(Image point annotation entries)
※ ※ ※

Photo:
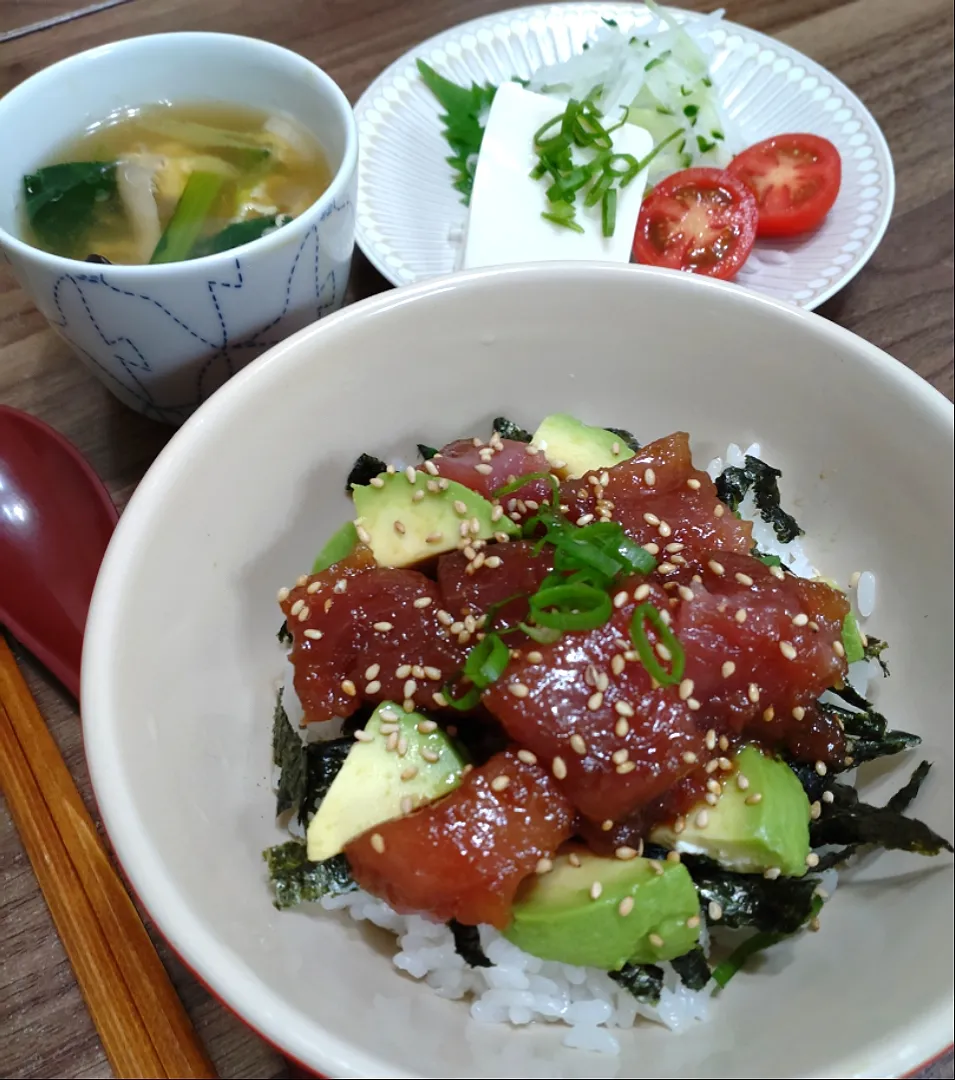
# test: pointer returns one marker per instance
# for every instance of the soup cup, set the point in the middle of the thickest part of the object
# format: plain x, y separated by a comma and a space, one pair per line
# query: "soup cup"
164, 337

※ ※ ※

**PROBLEM TO SOLVE**
Arrange the lines of the listing above as a numbered list, skipping blank lines. Leave out the pictures.

**EXPECTED OUTPUT**
1. Photo:
2. # test: pointer returns one marker per instance
3. # for every instance of the soup cup, set the point in the middle of the thickest part of the object
4. # format: plain x, y separated by a comma and a space, one pair per line
5. # query: "soup cup"
6. 164, 337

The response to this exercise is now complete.